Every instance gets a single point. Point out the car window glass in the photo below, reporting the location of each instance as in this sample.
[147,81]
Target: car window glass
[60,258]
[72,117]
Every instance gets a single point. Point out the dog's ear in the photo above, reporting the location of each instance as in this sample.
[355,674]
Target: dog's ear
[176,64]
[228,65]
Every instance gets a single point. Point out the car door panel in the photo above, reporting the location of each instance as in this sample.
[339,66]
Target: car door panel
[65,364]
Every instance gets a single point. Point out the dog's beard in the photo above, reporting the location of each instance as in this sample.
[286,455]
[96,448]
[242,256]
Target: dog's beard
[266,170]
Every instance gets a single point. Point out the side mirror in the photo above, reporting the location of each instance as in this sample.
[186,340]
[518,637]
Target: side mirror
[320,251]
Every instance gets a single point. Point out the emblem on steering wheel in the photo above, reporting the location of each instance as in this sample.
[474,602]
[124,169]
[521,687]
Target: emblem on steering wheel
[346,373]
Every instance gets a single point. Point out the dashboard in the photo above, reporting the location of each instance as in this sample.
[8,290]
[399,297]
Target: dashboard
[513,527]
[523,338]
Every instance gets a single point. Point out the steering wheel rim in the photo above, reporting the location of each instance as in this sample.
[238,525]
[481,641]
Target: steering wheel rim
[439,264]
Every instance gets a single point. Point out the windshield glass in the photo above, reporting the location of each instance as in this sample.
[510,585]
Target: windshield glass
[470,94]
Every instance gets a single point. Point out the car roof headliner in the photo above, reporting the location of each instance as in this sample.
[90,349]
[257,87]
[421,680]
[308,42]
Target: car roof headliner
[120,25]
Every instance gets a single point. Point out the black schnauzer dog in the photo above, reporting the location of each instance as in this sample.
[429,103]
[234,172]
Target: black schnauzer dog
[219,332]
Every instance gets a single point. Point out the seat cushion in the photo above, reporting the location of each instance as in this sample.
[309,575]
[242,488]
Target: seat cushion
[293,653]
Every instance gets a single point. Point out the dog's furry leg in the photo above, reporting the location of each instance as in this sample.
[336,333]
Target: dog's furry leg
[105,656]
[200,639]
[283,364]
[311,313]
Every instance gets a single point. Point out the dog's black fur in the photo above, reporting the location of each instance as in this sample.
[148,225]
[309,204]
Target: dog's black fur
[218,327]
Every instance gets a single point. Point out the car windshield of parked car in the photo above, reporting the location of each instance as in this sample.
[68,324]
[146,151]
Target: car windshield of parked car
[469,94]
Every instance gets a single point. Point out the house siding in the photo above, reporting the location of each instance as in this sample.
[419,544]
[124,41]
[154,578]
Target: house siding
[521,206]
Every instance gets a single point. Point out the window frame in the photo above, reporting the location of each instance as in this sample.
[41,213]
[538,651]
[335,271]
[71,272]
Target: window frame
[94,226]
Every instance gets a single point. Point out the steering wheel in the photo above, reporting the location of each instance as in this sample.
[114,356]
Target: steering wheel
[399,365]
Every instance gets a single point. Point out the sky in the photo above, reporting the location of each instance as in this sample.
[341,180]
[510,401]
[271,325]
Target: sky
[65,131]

--------

Written task:
Can you repeat the rows above word for word, starting with the line that contains "Every instance gets a single point. Point out the car windshield" and stopping after the last line of the rows?

Worked answer:
Every instance gets a single point. Point out the car windshield of parked car in the photo above, reporting the location of each instance as in this sample.
[68,324]
[146,151]
Target: car windshield of parked car
[469,94]
Every instance gets a single point. Point out the house siding in the photo above, reporting the location of each instance as in this sample.
[419,544]
[124,41]
[154,578]
Target: house siding
[521,206]
Every instance gets a single point. Point out the window frame in the photo above, reporting the location of each instance as in this sample.
[41,213]
[538,651]
[335,271]
[71,272]
Target: window frame
[94,226]
Every instance gets a single point. Point out the steering wheel in the photo above, reporting the location of each instance as in this sample.
[114,356]
Target: steering wheel
[399,365]
Every instance gets a single point. Point out the sky in the photo above, reporting the location of each instance as in this sample.
[341,180]
[510,401]
[271,325]
Target: sky
[65,131]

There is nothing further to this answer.